ABOUT THIS EXERCISE.
Restate each record exactly as it was written.

DATA SHOWN below:

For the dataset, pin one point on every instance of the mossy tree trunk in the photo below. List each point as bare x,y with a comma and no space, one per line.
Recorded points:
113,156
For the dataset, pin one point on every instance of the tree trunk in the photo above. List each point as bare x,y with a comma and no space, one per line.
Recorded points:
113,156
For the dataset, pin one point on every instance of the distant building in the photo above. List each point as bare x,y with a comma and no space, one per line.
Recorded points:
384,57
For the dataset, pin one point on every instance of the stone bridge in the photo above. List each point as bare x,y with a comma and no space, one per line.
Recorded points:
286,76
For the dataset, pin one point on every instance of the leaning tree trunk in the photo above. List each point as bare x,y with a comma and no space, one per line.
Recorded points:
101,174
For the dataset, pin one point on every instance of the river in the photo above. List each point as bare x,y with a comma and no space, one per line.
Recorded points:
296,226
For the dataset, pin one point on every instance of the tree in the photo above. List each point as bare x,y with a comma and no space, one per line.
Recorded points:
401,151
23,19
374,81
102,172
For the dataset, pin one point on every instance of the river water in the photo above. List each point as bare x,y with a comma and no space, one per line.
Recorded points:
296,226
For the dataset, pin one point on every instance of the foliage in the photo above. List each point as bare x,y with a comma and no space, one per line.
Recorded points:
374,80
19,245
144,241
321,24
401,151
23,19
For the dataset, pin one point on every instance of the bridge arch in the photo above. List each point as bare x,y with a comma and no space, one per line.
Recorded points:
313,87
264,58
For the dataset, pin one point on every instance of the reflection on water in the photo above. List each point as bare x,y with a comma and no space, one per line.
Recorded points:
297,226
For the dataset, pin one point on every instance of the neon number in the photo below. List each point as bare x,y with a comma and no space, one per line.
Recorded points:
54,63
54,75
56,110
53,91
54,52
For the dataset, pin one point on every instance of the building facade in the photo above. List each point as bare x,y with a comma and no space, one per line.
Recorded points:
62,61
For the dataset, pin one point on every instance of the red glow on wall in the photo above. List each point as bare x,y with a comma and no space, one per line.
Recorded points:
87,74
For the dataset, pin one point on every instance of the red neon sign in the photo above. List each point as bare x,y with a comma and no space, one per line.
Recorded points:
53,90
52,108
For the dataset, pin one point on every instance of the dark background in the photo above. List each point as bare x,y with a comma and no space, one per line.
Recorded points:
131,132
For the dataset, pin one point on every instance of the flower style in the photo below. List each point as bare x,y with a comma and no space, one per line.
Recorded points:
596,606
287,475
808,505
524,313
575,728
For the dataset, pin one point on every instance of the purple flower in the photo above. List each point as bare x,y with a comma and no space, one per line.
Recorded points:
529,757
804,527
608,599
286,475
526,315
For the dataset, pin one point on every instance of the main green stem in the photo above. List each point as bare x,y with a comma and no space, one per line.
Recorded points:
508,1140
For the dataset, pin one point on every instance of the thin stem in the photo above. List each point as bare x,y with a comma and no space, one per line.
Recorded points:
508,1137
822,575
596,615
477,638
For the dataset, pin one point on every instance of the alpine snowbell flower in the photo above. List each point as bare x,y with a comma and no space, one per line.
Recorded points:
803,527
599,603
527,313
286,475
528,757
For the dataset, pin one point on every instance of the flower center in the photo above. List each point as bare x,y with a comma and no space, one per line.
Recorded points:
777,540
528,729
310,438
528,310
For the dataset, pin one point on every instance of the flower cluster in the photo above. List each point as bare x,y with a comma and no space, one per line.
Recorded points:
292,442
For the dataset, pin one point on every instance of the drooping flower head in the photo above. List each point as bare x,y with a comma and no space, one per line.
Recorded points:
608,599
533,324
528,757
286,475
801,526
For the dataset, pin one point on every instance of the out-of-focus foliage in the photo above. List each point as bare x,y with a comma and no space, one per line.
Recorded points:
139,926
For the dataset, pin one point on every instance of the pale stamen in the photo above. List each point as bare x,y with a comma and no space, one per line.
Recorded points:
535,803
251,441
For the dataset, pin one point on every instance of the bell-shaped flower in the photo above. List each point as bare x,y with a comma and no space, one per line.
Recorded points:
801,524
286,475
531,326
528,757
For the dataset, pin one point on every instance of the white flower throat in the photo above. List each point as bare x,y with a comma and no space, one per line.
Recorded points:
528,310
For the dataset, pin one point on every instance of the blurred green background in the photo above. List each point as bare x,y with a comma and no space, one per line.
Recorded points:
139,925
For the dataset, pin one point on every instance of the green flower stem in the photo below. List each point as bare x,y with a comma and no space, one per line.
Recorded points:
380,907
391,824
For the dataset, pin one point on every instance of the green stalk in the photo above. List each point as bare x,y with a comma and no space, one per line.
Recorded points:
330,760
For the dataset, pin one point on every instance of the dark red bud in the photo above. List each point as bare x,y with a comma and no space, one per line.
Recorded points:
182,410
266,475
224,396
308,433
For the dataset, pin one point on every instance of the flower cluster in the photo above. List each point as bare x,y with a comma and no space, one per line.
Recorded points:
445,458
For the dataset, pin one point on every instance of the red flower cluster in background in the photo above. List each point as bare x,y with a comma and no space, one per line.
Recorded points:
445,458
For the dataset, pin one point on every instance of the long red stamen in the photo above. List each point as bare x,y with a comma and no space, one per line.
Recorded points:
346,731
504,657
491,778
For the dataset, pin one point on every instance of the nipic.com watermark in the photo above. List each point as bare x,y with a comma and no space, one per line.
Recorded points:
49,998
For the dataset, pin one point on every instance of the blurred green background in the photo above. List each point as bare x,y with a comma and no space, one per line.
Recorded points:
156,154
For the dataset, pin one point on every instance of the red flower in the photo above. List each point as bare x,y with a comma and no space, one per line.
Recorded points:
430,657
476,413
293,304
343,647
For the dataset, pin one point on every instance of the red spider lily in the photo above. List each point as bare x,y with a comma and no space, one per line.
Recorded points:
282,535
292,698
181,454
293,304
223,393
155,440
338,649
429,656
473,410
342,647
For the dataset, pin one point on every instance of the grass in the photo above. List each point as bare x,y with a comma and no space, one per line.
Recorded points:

End of DATA SHOWN.

SOLUTION TO THIS PROBLEM.
For the dataset, pin one point on every instance of the mossy tree trunk in the photo below. List each point as bare x,y with a comma and no space, one per line.
Recorded points:
113,156
For the dataset, pin one point on every instance of the tree trunk in the photo above. List each point as bare x,y with a comma and no space, one per line.
Recorded points:
113,156
For the dataset, pin one point on every instance of the distant building in the photo above. List each point as bare x,y with a comma and no space, one per line.
Recorded points:
384,57
For the dataset, pin one point on every instance of the stone bridge in the photo above. List each point as bare x,y with a comma and no space, one per line.
Recorded points:
286,76
For the dataset, pin one point on every instance of the leaning tree trunk in the photo above. List each point as bare x,y with a comma and no space, one per line.
Recorded points:
101,174
For the dataset, pin one point on every instance of the river in the photo above. List each point as bare x,y with a comma and no space, one per line.
Recorded points:
296,226
For the dataset, pin one point on every instance of the tree in the photo above. List each point as bare x,y with a comma and no space, one per line.
Recorded points:
401,151
23,19
374,81
102,172
For the dataset, pin one point on every instance of the river water in the photo above. List each point as bare x,y with a comma and no space, one per line.
Recorded points:
296,226
For the dataset, pin one point on every instance of the foliage in the photo above. List each point as bare x,y with a comma and no space, one per line.
Recorded points:
374,80
19,245
144,241
321,24
401,151
23,19
For the dataset, pin one point on every instance of the bridge arch in the photo above. List each point as bare x,y with a comma and no space, one per line.
Recorded points:
313,87
264,58
For the dataset, pin one point on every instance of the reflection on water in the photo above. List each point as bare x,y with a comma and no space, one per line.
Recorded points:
297,226
For the dataset, pin one point on every instance of the neon number in the photo below. List each point as bare x,y with a comma and no space, one per line.
Recorded points:
54,63
54,75
56,110
53,91
54,52
For the dataset, pin one point on every instance of the building facade in the photo above. List each point as bare x,y with a comma and no space, one per line.
Recorded points:
62,61
For the dataset, pin one point on every instance of the red glow on wall in the photo above. List each point as bare x,y with a comma and no space, one per line.
Recorded points:
87,74
For the dataset, pin one point on every instance of the red neon sign in the photo above. List each point as bare x,y with a comma and no space, one per line.
Recorded points:
53,90
52,108
For the dataset, pin one point on every instance of the dark background in the photo above. List each point as bare x,y with a comma and no space, one per line.
Recorded points:
131,132
For the dataset, pin one point on every instance of the flower style in the photo below. List each point as bare x,y with a comma and no space, one per line.
Recorded points:
596,606
287,475
808,505
524,313
575,728
For the dataset, pin one point on every instance of the purple flower in the photo above. List each point as bare x,y with a comma and no space, one per line.
Recorded points:
529,757
804,527
608,599
286,475
526,315
For the dataset, pin one point on every instance of the main green stem in the photo above. List each point as bare x,y with a comma and no space, one per line.
Recorded points:
508,1140
For the dataset, pin one point on every instance of the thin stem in the photo above. List each point as bare x,y with a comma and no space, one per line.
Recorded points:
508,1137
822,575
596,615
477,638
For the dataset, pin one point on every instance of the alpine snowbell flower in the photo above. List each point as bare x,y with a comma and no space, one per line.
Recorded points:
803,527
599,603
527,313
286,475
528,757
For the dataset, pin one point on every instance of the flower center in the photo above. List each point as bare x,y with a comma and no space, one per line.
Recorded points:
777,540
528,729
310,438
528,310
For the dataset, pin one point on every instance of the flower cluster in the photo above. List each point as bare x,y with a comma and no space, one per line.
Recorded points:
292,442
For the dataset, pin one point on every instance of the drooping flower head in the photo above. List each point as bare x,y with a comma and no space, one per line.
Recorded points:
608,599
533,324
528,757
286,475
801,526
For the dataset, pin one point on every instance of the out-of-focus foliage in the photo above. List each point as bare x,y with a comma and no space, one per line.
Recorded points:
139,926
For the dataset, pin one point on every instance of the pale stamen in the photo above. List each point as bare x,y with a comma and no space, one per line.
Recorded points:
535,803
251,441
For the dataset, pin one point on every instance of the bell-shaped flower in the photo above. List each point as bare x,y with a comma and no space, one per line.
Recorded points:
801,524
286,475
531,326
528,757
For the dataset, pin one point on every instance of the white flower throat in the photo above. List each point as bare x,y with a comma and no space, one per line.
Recorded points:
528,310
For the dataset, pin one point on every instance of the blurred green background in the photo above. List each point as bare x,y with a comma and no space, one per line.
Recorded points:
139,925
For the dataset, pin one point on every instance of the green flower stem in the photo below. List each point as bare x,y with a comma and no space, one per line.
Recorded points:
380,907
391,824
For the dataset, pin one point on every instance of the green stalk in the photo above. List each point as bare x,y with a comma and no space, one per line.
Recorded points:
330,760
For the dataset, pin one point on every instance of the dark red bud in the photo above. List each point as bare x,y with a comma and no space, one per line.
Recorded points:
182,410
266,475
224,396
308,433
For the dataset, pin one point on every instance of the flower cluster in the photo above. List each point as bare x,y with a comma and no space, one per line.
Recorded points:
445,458
For the dataset, pin one point on every instance of the red flower cluster in background in the photo above. List each point as bare x,y with a comma and no space, one per line.
Recorded points:
445,458
For the dataset, pin one point on every instance of the long red stamen in the photo above. List each point as bare x,y with a comma and no space, one per line.
Recorded points:
346,731
504,657
491,778
For the dataset, pin one point on every instance of the nipic.com watermark in the photo above. List each point as bare x,y with a comma and no space, one per line.
Recorded points:
49,998
For the dataset, pin one point on every instance of the blurred green background in the photo above. List each point as bare x,y with a comma and no space, one per line.
Recorded points:
156,154
For the dataset, pin one point on every instance of the red flower in the photo above. List each point as bare x,y with a comma and no space, one per line.
Recorded points:
430,657
476,413
293,304
343,647
For the dataset, pin one point on every instance of the red spider lily in the photo above. List each point as bare x,y with a comma and no space, one per line.
Recorded points:
282,535
292,698
181,454
293,304
223,393
155,440
338,649
429,656
473,410
342,647
For the dataset, pin one point on every instance of the grass in the photo above. List each point as bare x,y with a comma and no space, one per line.
Recorded points:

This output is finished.